▸ Set task:
Please update the items below by replacing "single marker" with "single dot" in every place it occurs, keeping everything else the same.

(Stored dataset items)
_ _ _

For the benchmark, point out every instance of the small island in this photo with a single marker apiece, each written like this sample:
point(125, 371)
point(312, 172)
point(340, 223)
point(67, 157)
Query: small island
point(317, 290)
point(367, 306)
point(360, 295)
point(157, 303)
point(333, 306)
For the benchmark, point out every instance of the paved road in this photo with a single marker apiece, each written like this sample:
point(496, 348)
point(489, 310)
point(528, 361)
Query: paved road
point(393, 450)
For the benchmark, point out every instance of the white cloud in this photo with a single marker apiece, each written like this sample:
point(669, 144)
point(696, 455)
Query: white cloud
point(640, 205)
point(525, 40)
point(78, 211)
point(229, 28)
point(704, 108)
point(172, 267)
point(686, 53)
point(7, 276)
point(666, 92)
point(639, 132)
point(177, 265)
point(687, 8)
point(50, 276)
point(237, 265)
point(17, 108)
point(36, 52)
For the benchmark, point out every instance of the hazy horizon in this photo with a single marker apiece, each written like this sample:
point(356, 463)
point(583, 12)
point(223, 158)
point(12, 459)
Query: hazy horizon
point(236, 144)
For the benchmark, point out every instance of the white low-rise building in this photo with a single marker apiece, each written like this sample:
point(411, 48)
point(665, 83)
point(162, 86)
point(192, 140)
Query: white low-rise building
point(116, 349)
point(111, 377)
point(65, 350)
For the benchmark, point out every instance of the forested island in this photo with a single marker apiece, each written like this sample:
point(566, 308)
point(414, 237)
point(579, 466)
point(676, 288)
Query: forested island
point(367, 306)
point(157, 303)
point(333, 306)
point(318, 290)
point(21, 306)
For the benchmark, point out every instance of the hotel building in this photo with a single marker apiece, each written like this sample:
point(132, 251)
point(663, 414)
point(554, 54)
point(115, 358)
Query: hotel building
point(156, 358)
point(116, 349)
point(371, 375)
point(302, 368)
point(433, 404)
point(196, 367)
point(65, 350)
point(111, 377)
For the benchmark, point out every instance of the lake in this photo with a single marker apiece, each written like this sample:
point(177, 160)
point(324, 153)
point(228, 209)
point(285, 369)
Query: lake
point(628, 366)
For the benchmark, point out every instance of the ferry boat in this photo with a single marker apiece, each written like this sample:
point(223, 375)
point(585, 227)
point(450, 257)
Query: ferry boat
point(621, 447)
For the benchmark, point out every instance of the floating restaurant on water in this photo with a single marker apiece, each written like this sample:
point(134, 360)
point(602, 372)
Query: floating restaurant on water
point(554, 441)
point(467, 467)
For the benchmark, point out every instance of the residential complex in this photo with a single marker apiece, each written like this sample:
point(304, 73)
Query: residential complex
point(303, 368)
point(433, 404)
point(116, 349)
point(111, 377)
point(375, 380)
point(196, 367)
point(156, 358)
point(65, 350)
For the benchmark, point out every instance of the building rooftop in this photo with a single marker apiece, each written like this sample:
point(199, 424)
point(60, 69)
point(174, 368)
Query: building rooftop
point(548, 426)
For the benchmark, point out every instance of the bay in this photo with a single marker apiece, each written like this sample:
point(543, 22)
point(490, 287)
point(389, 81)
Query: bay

_ _ _

▸ Task solution:
For the benchmark, point out every instance of the small island in this photo with a single dot apiece, each written like this sample:
point(125, 371)
point(312, 172)
point(340, 223)
point(67, 157)
Query: small island
point(317, 290)
point(367, 306)
point(360, 295)
point(157, 303)
point(333, 306)
For the benchmark, point out every instance of the paved road in this photo with a single dot apiece, each written like this sample:
point(496, 348)
point(489, 310)
point(528, 361)
Query: paved road
point(393, 450)
For the benchmark, point out every instance of the white cloud in this photo with a single dot apiece, each written like this sample:
point(669, 144)
point(696, 455)
Query: white cloud
point(640, 205)
point(525, 40)
point(78, 211)
point(229, 28)
point(704, 108)
point(172, 267)
point(686, 53)
point(7, 276)
point(666, 92)
point(639, 132)
point(177, 265)
point(687, 8)
point(50, 276)
point(237, 265)
point(17, 108)
point(36, 52)
For the benchmark, point out every instance of the hazy horizon in this photo with a single dot apiece, each written like this sample:
point(356, 463)
point(583, 12)
point(223, 158)
point(12, 459)
Query: hazy horizon
point(236, 144)
For the benchmark, point out every instance of the white low-rise building in this photo with a single dot apiece, each written like this sample:
point(411, 48)
point(665, 83)
point(162, 86)
point(192, 140)
Query: white low-rise building
point(116, 349)
point(111, 377)
point(65, 350)
For the benchmark, point out every instance of the forested island in this photo with a single dot apiece, each written like this sample:
point(566, 308)
point(414, 237)
point(579, 466)
point(676, 288)
Query: forested island
point(367, 306)
point(157, 303)
point(333, 306)
point(318, 290)
point(21, 306)
For the benchmark, point out every instance of the hotel building in this photo with a single dot apiece, each written like this sample:
point(132, 251)
point(663, 414)
point(554, 54)
point(115, 358)
Query: hotel building
point(156, 358)
point(116, 349)
point(371, 375)
point(302, 368)
point(433, 404)
point(196, 367)
point(65, 350)
point(111, 377)
For the benchmark, point out every instance of the lake in this photo with a single dot apiece, each written like this sample:
point(177, 160)
point(324, 153)
point(228, 209)
point(285, 369)
Query: lake
point(628, 366)
For the benchmark, point out every instance of the ferry boat in this photo with a single dot apiece, each written like this sample:
point(223, 375)
point(585, 227)
point(450, 257)
Query: ferry boat
point(621, 447)
For the benchmark, point out every instance of the floating restaurant on water in this photo with a single dot apiece, each written like this sample:
point(134, 360)
point(602, 372)
Query: floating restaurant on water
point(554, 441)
point(467, 467)
For the benchmark, point out every instance of the residential complex in this photo with a single dot apiece, each written like this sample:
point(304, 73)
Query: residential complex
point(303, 368)
point(433, 404)
point(116, 349)
point(111, 377)
point(375, 380)
point(196, 367)
point(156, 358)
point(65, 350)
For the benchmark, point out every instance of the building rooftop in this photo with a single dot apiece, each written like this sample:
point(199, 424)
point(60, 69)
point(174, 368)
Query: building rooftop
point(548, 426)
For the benchmark, point out every instance of the bay in this photo with a single dot apiece, each written like this sample:
point(543, 22)
point(490, 287)
point(389, 81)
Query: bay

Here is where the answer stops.